— Text shown —
++++++++++++++++++++
I have to think animals are such common companions for poets because of how much they offer in the way of concise, not extended, metaphor. “Dear Visitors” is the only poem which goes the distance with the comparison, but there’s something even more emotionally precise about the final lines of “10th April 2020”:
[…] The GP rang this afternoon
trying to talk about a DNR order. I refused,
instead told him about starlings murmurating
and all the living I have left to do.
Through the single act of murmuration, I feel like I get it. There’s probably also a complexity to the patterns of a starling’s actions and interactions throughout the day which finds parallels in our own, but this singular quality makes too much sense as something the speaker would focus on to lead her to wanting to share the excitement of living. It’s a simple act which can often have a more substantial effect.
IV
I wonder if another version of Where I’d Watch… would drift further away from its central figure than this one does or if the form of the pamphlet necessities the kind of focus this series of poems has. Pieces like “A&E…” and “Bad News” stand out for how well they draw on character (not just omitting the singular first-person but even the plural “we” we get in other poems). The corpse which “began hardening slowly” calls back to the “piece of hardened skin rubbed subconsciously” in “In the Half-light” (another character-driven poem), and it’s such a good, memorable bit of detail that I want to see how the central I enters some of the other physical locations in this setting with the kind of outward curiosity in these few poems. The idea of doctors as poets in “Bad News”, in which they have to perform for a kind of audience and think about where and how they rhythmically break apart their own repeated lines, is begging for companion pieces with similar inquiries.
++++++++++++++++++++
— Supplied data —
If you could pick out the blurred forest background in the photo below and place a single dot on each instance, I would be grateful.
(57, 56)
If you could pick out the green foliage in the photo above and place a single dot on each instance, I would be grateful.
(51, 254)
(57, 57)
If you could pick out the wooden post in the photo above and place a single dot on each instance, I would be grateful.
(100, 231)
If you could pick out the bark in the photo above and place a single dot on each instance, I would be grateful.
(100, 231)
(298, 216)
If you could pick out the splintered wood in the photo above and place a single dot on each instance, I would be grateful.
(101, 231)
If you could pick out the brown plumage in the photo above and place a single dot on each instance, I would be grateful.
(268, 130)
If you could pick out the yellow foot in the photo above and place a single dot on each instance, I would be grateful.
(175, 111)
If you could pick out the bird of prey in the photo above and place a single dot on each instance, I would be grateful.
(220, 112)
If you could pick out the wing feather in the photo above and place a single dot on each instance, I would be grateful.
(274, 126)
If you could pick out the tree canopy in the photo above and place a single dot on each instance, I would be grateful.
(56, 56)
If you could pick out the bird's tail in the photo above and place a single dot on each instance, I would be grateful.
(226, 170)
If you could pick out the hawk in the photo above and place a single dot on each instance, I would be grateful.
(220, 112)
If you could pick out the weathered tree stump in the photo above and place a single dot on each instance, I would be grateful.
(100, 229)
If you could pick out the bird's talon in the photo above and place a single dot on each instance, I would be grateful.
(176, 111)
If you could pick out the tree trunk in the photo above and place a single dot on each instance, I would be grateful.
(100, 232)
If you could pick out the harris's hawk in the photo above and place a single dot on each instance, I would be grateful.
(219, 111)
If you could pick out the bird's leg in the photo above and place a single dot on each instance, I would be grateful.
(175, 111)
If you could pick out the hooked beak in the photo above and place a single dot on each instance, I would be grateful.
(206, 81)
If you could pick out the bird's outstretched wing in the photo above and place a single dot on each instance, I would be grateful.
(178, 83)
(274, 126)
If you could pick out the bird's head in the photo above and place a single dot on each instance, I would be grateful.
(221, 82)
++++++++++++++++++++
— Exercise instructions —
(a) Answer these questions from the poetry review:
(i) What did the GP try to talk about in the final lines of "10th April 2020"?
(ii) Which poem is the only one that goes the distance with the comparison?
(iii) Which poem contains the "piece of hardened skin rubbed subconsciously"?
(b) Which individual poem titles does the poetry review mention? Don't include the title of the pamphlet.
The entries are separate material and unrelated to the poetry review.

— Your responses —
(a)
(i) A DNR order.
(ii) "Dear Visitors."
(iii) "In the Half-light."

(b)
"Dear Visitors"
"10th April 2020"
"A&E…"
"Bad News"
"In the Half-light"